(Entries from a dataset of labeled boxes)

START

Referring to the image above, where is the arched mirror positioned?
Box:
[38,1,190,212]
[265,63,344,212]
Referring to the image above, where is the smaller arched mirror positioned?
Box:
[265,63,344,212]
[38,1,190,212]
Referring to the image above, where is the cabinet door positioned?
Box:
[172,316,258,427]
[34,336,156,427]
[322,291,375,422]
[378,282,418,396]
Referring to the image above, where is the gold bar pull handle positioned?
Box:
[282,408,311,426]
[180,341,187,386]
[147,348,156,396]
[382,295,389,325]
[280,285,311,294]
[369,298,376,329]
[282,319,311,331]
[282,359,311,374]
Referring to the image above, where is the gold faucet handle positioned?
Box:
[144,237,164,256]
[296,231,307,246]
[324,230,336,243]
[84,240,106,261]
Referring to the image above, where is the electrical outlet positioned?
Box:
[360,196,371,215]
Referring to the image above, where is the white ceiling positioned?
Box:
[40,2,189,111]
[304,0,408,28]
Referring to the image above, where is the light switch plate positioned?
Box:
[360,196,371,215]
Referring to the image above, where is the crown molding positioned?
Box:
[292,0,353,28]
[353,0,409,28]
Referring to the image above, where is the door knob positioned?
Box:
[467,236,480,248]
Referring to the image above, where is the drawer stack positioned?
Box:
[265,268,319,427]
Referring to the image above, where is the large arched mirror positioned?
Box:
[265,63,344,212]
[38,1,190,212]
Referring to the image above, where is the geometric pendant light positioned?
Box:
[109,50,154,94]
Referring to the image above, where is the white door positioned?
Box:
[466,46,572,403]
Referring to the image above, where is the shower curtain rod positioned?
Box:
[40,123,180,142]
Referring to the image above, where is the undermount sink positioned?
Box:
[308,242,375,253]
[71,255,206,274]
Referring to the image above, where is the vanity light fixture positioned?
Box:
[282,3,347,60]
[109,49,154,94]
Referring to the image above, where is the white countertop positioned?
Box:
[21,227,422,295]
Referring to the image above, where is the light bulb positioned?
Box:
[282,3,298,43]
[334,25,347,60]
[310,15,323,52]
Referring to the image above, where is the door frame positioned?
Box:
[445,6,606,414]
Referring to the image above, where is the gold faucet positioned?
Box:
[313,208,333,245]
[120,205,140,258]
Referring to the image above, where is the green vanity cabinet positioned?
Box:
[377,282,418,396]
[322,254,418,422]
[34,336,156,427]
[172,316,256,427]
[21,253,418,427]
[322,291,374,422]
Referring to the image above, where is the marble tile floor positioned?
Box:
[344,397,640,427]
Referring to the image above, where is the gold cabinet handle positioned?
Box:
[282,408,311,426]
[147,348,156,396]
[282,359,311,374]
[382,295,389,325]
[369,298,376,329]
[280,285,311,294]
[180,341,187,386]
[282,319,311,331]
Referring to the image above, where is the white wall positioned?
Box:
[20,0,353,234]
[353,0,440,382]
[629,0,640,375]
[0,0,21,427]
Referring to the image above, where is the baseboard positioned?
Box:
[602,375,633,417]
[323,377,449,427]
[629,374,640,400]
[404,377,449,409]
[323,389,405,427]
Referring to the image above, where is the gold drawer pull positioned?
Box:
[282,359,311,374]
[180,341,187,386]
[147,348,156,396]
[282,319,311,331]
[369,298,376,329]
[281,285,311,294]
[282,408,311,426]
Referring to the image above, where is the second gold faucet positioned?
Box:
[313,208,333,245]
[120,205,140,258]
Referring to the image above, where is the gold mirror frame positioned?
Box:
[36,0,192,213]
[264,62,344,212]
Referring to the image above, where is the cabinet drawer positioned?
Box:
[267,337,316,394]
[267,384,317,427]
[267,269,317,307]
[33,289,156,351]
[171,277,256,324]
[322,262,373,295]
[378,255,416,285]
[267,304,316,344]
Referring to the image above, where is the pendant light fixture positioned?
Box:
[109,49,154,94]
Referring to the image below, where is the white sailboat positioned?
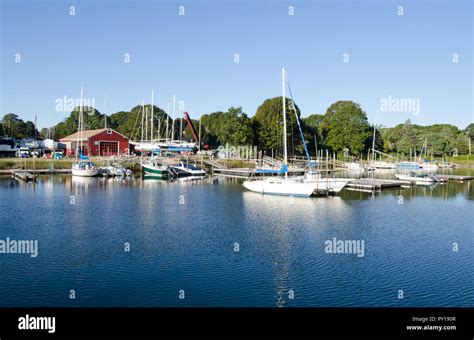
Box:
[71,86,99,177]
[243,69,347,197]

END

WHAT IS ASKED: Return all of the entries above verbatim, leaving out the pictures.

RESPONSE:
Referring to the image above, where is the arched mirror positioned?
Box:
[38,1,190,212]
[265,63,344,212]
Referring to the image above, where is the smaller arched mirror positioned?
Box:
[265,63,344,212]
[38,1,190,212]
Referring to the image above, where is the cabinet door positioned?
Box:
[172,316,258,427]
[34,336,156,427]
[322,291,375,422]
[378,282,418,396]
Referring to the image above, where is the gold bar pull handle positioned?
Box:
[282,408,311,426]
[180,341,187,386]
[147,348,156,396]
[382,295,389,325]
[280,285,311,294]
[369,298,376,329]
[282,319,311,331]
[282,359,311,374]
Referring to the image above, where is the gold faucet handle positioned?
Box:
[144,237,164,256]
[296,231,307,246]
[324,230,336,243]
[84,240,106,261]
Referring to the image above, where is the electrical outlet positioned?
Box:
[360,196,371,215]
Referring to the image above, where is the white ceiling positioned?
Box:
[40,2,189,111]
[304,0,408,28]
Referring to the image above, where is the light switch plate positioned?
Box:
[360,196,371,215]
Referring to the image above, where is the crown molding positioned?
Box:
[292,0,353,28]
[353,0,409,28]
Referring to the image above, where is the door knob positioned?
Box:
[467,236,480,248]
Referring to the image above, where is the drawer stack positioned?
Box:
[265,268,319,427]
Referring to the image above, where is the large arched mirror positioned?
Box:
[265,63,344,212]
[38,1,190,212]
Referring to the image above, where is the geometric pendant light positioned?
Box:
[109,50,154,94]
Referring to the image above, where is the white door positioned?
Box:
[466,46,572,403]
Referring to the image above, where is the shower curtain rod positioned?
Box:
[40,123,180,142]
Referring to the image above, where is the undermount sink positioned?
Box:
[308,242,375,253]
[71,255,206,274]
Referring to the image above, where is the vanity light fixture positioned?
Box:
[282,3,347,60]
[109,49,154,94]
Referring to the image above, where is the white countertop positioned?
Box:
[21,227,422,295]
Referring to the image above, where is the light bulb positioned?
Box:
[282,3,298,43]
[334,25,347,60]
[310,15,323,52]
Referring to the image above, where is the door frame positioned?
Box:
[445,6,606,414]
Referring to the image above, where is the gold faucet positioned?
Box:
[313,208,333,245]
[120,205,140,258]
Referring to the image above, where is the green vanity cabinet positioned?
Box:
[377,282,418,396]
[322,254,418,422]
[34,336,156,427]
[172,316,256,427]
[21,253,418,427]
[322,291,374,422]
Referring to the image above, where is the marble tile floor positioned?
Box:
[344,397,640,427]
Referring to the image above, where is the gold cabinet handle positioned?
Box:
[282,408,311,426]
[147,348,156,396]
[282,359,311,374]
[382,295,389,325]
[369,298,376,329]
[280,285,311,294]
[180,341,187,386]
[282,319,311,331]
Referring to the image above, where is the white wall positioned?
Box:
[20,0,353,234]
[353,0,440,382]
[629,0,640,375]
[0,0,21,427]
Referring to the image above, where is the baseboard positioned?
Box:
[602,375,633,417]
[323,377,449,427]
[629,374,640,400]
[404,377,449,409]
[323,389,405,427]
Referring to the image above, where is the gold drawer pull positioned?
Box:
[282,359,311,374]
[180,341,187,386]
[147,348,156,396]
[282,319,311,331]
[369,298,376,329]
[281,285,311,294]
[282,408,311,426]
Referring to the image above, where is the second gold faucet positioned?
Box:
[313,208,333,245]
[120,205,140,258]
Referring to the image above, where is the gold mirror frame positioned?
Box:
[36,0,192,213]
[264,62,344,212]
Referring to the image above, where is the cabinet drawer positioned?
Box:
[267,337,316,394]
[267,384,317,427]
[267,269,317,307]
[33,289,156,351]
[171,277,256,324]
[322,262,373,295]
[378,255,416,285]
[267,304,316,344]
Referring to the image above, where is the pendant light fixture positioned?
Box:
[109,49,154,94]
Referring to the image below, where is the white sailboat positioned?
Box:
[71,86,99,177]
[243,69,347,197]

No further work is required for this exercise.